#### Exercise text ####

Among participants with hypertension, shorter sleep was connected to worse performance on tests of executive function and processing speed, and to greater white matter disease and other MRI indicators of brain injury and accelerated aging. These relationships were not found in participants with normal blood pressure. The results remained consistent after adjusting for genetic, clinical, and demographic factors.
In this sample, average self-reported sleep was about seven hours per night, while 32 percent of participants reported sleeping less than six hours. Moderate to severe obstructive sleep apnea was present in 16 percent of participants, and nearly one-quarter reported regular use of sleeping pills.
The study authors explain that inadequate sleep and hypertension may interact to increase vulnerability to cognitive impairment and vascular brain injury, although the precise biological pathways remain to be determined. Because both sleep problems and high blood pressure can be diagnosed and treated, targeting these conditions could provide practical strategies to protect brain health and postpone cognitive decline.
Associate Professor Matthew Pase, senior author and researcher at the Monash University School of Psychological Sciences and Turner Institute for Brain and Mental Health, noted that short sleep duration had previously been linked to higher risk of cognitive impairment and dementia. This study clarifies that this risk is especially pronounced in people who also have hypertension.

#### Source data ####

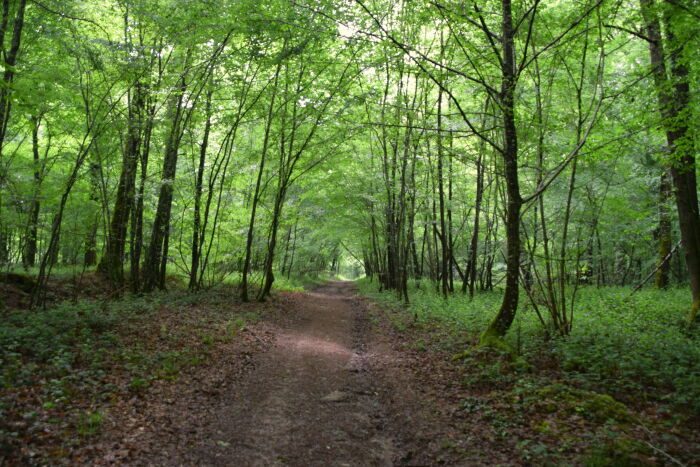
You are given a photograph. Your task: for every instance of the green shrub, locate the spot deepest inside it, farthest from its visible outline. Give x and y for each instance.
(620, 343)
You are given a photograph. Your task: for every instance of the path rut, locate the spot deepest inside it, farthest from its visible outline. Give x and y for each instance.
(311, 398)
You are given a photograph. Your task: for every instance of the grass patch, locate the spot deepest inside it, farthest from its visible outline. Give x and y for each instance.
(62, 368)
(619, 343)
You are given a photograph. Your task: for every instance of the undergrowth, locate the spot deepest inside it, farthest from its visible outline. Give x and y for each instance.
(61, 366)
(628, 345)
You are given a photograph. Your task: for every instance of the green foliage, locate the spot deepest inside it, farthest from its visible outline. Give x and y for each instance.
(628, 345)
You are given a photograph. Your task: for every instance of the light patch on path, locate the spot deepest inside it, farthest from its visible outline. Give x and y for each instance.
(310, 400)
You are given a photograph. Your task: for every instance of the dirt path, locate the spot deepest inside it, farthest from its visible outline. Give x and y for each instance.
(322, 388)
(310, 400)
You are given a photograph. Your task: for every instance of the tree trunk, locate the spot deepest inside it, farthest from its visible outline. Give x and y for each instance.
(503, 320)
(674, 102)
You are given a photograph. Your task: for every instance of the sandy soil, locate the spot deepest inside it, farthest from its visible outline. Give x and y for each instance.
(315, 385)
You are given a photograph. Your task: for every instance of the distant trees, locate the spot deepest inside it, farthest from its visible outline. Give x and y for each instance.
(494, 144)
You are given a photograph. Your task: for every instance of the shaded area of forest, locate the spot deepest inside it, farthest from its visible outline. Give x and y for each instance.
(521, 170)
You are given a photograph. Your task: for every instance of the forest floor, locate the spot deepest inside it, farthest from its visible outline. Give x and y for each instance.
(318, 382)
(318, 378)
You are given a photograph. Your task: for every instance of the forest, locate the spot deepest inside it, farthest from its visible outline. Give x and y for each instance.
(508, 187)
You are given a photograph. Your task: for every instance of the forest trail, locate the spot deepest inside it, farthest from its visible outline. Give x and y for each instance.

####
#### Source data ####

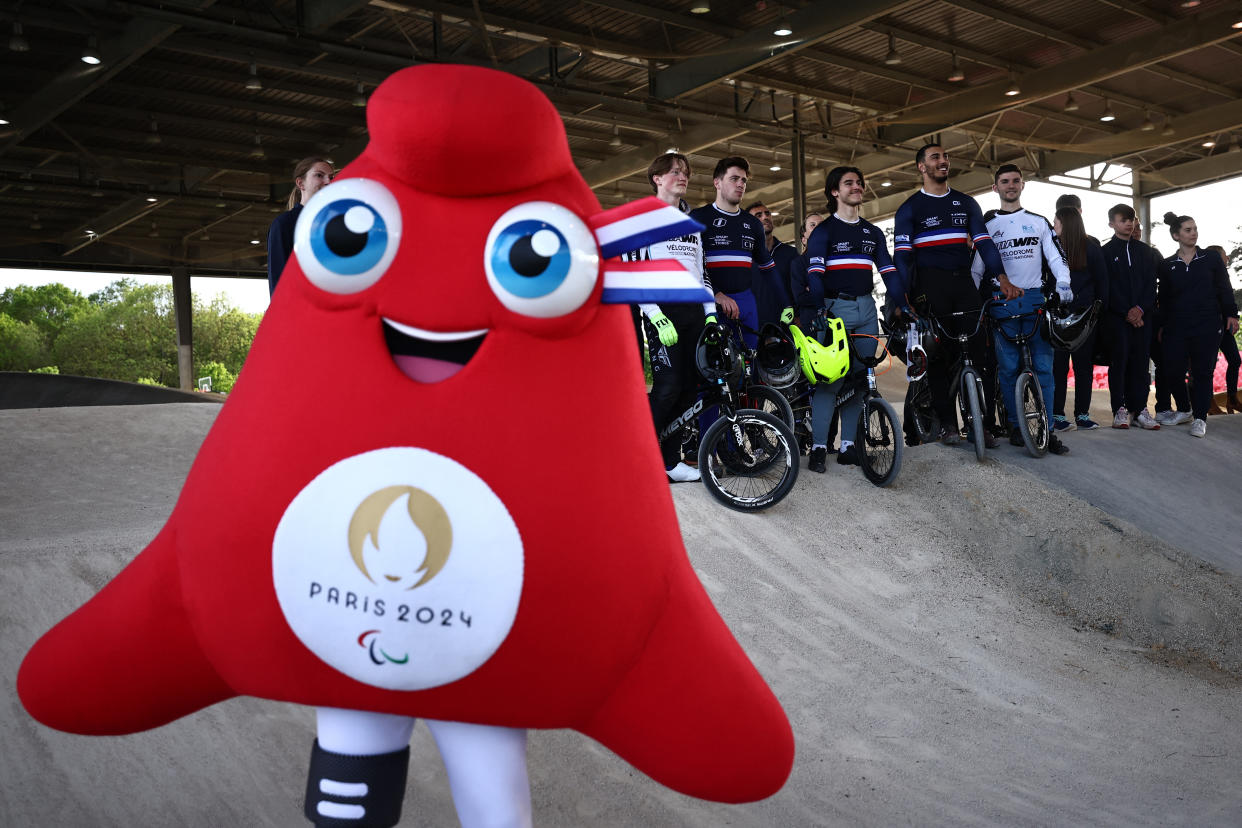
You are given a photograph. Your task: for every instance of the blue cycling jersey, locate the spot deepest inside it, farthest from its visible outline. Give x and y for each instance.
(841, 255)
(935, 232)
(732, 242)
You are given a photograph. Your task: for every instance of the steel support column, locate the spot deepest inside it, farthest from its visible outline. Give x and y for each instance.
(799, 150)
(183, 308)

####

▶ [What you have to do]
Extend the passage on short sleep, hypertension, and brain health with the paragraphs that would follow its final sentence.

▶ [Reply]
Dr Stephanie Yiallourou, the study’s first author, suggested that screening people with hypertension for short sleep could enable tailored sleep and blood pressure interventions. She also recommended that this subgroup be prioritized for randomized controlled trials testing whether sleep treatments and blood pressure–lowering therapies can prevent or delay cognitive decline.
Funding: The research was supported by an Alzheimer’s Association grant.
About this sleep and brain aging research news
Author: Matthew Pase
Source: Monash University
Contact: Matthew Pase – Monash University
Image: Image credit to Neuroscience News
Original Research: Open access. “Short Sleep Duration and Hypertension: A Double Hit for the Brain” by Matthew Pase et al., Journal of the American Heart Association.
Abstract
Short Sleep Duration and Hypertension: A Double Hit for the Brain
Background
Short sleep duration has been associated with higher risk of cognitive impairment and dementia, and it is also linked to elevated blood pressure. Before this study, it remained unclear whether short sleep and hypertension together produce a compounded negative effect on brain health. The investigators examined whether hypertensive status modifies the relationship between sleep duration, cognition, and markers of vascular brain injury.
Methods and Results
The analysis included 682 dementia-free adults (mean age 62 ± 9 years; 53% women) from the Framingham Heart Study who completed cognitive testing, office blood pressure measurement, and sleep assessments (both self-report and polysomnography). Of these, 637 participants underwent brain MRI. Linear regression models tested whether hypertensive status modified the association between total sleep time (measured in hours) and cognitive and MRI outcomes.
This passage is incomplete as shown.